[[ AVAILABLE RECORDS, beginning ]]
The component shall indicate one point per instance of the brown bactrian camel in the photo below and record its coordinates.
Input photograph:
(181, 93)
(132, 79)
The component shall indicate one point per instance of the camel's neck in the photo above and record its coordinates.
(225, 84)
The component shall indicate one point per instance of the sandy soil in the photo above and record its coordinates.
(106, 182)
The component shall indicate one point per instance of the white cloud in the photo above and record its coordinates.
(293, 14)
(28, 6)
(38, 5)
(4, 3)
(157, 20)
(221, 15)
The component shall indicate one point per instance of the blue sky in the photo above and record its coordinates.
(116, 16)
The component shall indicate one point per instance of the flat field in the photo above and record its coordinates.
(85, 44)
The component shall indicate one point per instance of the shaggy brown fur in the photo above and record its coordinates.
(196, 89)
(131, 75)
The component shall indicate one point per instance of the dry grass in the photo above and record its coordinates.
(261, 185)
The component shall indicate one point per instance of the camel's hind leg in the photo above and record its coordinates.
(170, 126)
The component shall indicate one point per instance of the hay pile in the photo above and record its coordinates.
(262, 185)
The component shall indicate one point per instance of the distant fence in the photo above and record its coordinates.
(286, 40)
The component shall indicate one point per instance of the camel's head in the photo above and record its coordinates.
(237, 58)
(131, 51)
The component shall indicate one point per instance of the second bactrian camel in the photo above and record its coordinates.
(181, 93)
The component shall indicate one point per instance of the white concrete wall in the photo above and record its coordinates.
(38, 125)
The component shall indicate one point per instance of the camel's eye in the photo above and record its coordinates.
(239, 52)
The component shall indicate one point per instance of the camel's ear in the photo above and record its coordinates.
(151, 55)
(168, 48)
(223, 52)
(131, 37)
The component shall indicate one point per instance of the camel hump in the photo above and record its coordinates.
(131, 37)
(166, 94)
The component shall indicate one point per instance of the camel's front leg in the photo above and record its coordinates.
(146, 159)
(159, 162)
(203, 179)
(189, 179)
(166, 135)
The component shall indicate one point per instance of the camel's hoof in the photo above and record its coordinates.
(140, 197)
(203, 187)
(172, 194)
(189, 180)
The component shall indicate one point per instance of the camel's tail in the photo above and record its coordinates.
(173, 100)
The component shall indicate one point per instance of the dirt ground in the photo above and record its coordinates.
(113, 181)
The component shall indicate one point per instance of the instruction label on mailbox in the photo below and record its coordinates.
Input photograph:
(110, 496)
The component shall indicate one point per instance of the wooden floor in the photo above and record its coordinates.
[[ AVAILABLE RECORDS, end ]]
**BRIEF:**
Which lines hold the word "below"? Copy each of them from the records.

**RESPONSE TO THIS EXERCISE:**
The component shall indicate one point per instance of the brown bactrian camel in the photo below and record its coordinates.
The component shall indicate one point per instance of the instruction label on mailbox in the photo below and record its coordinates.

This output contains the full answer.